TEXT FOR ANALYSIS:
+ + +
ESPN 53rd Annual Meeting

ESPN 2021


 
Valvular abnormalities in children with Autosomal Dominant Polycystic Kidney Disease
ALEXANDRA SAVIS 1 JOHN SIMPSON 1 MANISH SINHA 1

1- EVELINA LONDON CHILDRENS HOSPITAL
 
Introduction:

 

The incidence of Mitral valve prolapse (MVP) in children with ADPKD has previously been reported as 12% and in adult populations between 26-33%. Our objective in this study was to establish the prevalence of valvular abnormalities in Children & Young People (C&YP) with Autosomal Dominant Polycystic Kidney Disease (ADPKD).

Material and methods:

 

Retrospective, single centre cross-sectional analysis of all children seen in a dedicated paediatric ADPKD clinic. Mitral valve prolapse (MVP) was diagnosed if one or both MV leaflets breaks the plane of the MV annulus in a non-symmetric manner and/or may demonstrate myxomatous degeneration. Mitral regurgitation, aortic valve abnormalities and variation of normal valvular anatomy, if any, were additionally evaluated.

Results:

 

The echocardiograms of 102 C&YP with ADPKD (range 0.25-18yrs) were analysed. Only 1 (0.98%), 12 year old boy had MVP. There was no associated mitral regurgitation. Five (4.9%) patients, 3 boys, aged 7-14 years had trivial/mild aortic regurgitation. Evaluating variations in normal valvular anatomy, 9 (8.82%) patients, aged 3 to 15.9 years, had minor buckling +/- visual elongation of either the anterior or posterior leaflet of the mitral valve, none of which fall within the criteria of true MVP, but may be early signs of developing MVP.  Of the 9 patients with minor bowing +/- leaflet elongation, only 4 had a trace of MR. None of the patients had any valvular abnormality that was of any clinical significance.

Conclusions:

 

We conclude that following careful evaluation in this contemporary cohort of C&YP with ADPKD, the incidence of mitral valve prolapse is significantly lower than previously reported in both children and in adults with ADPKD. Those with variants of normal anatomy may represent early signs of developing MVP in this population and longitudinal studies are needed.
+ + +
Dataset entries

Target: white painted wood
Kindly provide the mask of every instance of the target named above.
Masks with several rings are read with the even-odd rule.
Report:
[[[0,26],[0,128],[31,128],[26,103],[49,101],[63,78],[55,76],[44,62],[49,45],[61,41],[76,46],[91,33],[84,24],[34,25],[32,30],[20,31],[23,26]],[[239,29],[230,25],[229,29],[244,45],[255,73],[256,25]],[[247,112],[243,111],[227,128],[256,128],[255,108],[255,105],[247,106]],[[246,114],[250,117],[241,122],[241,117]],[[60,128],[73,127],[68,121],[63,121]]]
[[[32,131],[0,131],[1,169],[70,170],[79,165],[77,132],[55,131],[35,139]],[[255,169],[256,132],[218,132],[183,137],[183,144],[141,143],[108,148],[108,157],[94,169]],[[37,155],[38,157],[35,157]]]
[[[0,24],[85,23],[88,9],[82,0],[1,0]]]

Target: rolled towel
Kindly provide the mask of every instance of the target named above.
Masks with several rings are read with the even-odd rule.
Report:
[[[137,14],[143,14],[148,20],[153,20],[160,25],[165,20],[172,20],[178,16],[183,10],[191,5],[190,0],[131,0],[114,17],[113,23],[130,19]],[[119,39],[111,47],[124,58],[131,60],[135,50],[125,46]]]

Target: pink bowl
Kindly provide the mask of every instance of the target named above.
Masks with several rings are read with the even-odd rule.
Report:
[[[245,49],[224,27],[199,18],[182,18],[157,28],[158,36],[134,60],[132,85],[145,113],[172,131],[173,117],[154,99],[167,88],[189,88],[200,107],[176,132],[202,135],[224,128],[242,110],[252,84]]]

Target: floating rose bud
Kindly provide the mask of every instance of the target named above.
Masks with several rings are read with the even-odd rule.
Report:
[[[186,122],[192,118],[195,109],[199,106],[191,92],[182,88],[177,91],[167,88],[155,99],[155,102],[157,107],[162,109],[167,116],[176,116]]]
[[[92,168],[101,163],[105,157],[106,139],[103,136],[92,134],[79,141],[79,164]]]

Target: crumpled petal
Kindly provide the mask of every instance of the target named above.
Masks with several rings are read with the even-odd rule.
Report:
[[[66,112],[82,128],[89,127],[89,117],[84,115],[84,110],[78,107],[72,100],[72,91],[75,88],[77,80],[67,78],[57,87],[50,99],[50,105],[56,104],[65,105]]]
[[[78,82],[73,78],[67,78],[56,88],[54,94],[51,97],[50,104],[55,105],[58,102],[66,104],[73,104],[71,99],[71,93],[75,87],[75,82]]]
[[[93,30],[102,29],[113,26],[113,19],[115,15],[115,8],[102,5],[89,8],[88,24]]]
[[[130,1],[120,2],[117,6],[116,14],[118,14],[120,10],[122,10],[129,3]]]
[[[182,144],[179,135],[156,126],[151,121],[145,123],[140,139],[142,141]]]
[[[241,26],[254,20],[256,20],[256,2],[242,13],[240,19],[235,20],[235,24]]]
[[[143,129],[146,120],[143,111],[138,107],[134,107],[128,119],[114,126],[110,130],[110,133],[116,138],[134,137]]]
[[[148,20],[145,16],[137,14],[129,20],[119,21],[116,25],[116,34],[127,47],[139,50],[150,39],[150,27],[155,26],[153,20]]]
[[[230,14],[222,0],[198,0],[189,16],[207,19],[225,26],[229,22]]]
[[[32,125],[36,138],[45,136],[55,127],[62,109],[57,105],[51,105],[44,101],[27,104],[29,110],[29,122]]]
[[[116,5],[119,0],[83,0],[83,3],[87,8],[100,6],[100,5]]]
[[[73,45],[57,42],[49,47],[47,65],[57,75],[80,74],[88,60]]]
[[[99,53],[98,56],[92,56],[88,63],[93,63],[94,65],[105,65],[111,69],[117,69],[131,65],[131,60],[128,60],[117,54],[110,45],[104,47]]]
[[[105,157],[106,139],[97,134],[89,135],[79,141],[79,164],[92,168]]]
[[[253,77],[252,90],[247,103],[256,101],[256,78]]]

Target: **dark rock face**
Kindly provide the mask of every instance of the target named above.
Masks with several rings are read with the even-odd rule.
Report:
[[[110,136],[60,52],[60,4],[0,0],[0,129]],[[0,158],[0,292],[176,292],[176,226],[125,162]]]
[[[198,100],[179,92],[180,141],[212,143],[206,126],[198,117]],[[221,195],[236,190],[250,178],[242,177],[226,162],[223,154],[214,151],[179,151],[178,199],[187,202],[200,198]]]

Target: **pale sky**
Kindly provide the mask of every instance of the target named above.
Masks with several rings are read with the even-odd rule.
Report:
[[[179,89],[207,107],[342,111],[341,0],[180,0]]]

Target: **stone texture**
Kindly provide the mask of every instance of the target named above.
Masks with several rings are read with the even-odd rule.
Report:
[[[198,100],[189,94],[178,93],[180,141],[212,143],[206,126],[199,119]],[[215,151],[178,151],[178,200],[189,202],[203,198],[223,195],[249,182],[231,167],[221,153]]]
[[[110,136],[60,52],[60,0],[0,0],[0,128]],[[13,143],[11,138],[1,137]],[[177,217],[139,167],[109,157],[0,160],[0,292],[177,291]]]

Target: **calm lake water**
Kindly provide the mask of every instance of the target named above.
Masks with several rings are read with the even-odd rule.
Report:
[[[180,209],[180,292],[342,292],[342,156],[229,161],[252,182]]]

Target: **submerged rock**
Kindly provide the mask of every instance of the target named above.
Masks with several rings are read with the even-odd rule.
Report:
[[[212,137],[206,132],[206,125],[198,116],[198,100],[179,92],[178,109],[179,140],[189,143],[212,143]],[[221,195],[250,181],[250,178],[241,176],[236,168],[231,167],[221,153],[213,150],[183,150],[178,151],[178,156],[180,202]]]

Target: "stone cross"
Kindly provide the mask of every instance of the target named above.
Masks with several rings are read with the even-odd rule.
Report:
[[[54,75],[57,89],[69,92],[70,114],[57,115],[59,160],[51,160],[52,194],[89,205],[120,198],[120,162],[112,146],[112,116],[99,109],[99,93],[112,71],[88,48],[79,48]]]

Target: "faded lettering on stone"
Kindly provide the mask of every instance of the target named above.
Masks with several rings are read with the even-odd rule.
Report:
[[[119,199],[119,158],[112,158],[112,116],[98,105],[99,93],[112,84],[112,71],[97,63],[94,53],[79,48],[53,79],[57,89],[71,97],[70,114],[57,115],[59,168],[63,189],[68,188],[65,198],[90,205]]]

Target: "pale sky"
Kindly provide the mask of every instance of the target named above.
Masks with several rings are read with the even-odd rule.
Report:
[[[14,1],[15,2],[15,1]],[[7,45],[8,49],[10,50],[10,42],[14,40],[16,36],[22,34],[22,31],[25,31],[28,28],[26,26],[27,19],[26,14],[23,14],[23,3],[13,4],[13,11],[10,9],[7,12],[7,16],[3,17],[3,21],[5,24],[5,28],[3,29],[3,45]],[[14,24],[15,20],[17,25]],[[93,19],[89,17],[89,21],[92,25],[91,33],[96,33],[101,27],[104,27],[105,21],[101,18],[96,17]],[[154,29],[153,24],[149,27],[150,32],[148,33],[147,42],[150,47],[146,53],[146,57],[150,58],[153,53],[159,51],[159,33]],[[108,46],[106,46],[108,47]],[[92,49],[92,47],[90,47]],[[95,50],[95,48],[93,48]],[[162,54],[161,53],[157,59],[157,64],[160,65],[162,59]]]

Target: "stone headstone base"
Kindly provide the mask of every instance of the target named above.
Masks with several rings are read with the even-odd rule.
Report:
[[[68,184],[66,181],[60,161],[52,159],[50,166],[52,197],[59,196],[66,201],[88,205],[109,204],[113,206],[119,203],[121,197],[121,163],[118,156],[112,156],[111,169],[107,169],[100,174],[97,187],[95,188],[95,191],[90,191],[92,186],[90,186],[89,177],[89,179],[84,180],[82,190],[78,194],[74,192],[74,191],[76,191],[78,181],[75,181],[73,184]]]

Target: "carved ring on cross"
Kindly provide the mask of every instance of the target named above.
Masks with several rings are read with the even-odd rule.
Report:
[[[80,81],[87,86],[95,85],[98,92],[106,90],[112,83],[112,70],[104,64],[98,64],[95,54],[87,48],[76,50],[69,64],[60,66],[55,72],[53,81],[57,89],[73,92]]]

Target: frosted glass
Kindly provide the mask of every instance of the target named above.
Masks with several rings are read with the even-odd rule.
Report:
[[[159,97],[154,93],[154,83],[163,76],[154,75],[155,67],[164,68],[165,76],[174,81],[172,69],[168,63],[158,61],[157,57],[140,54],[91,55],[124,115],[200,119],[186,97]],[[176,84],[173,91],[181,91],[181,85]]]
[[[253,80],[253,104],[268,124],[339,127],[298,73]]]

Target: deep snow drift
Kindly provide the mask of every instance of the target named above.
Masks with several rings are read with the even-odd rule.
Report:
+ + +
WHAT YOU WILL DO:
a. According to the abstract, how many patients had trivial or mild aortic regurgitation?
b. Repeat the part of the abstract starting at "Retrospective, single centre" and ending at "were additionally evaluated.".
The data above are separate material and unrelated to the abstract.

YOUR RESPONSES:
a. Five patients (4.9%) had trivial or mild aortic regurgitation.

b.
Retrospective, single centre cross-sectional analysis of all children seen in a dedicated paediatric ADPKD clinic. Mitral valve prolapse (MVP) was diagnosed if one or both MV leaflets breaks the plane of the MV annulus in a non-symmetric manner and/or may demonstrate myxomatous degeneration. Mitral regurgitation, aortic valve abnormalities and variation of normal valvular anatomy, if any, were additionally evaluated.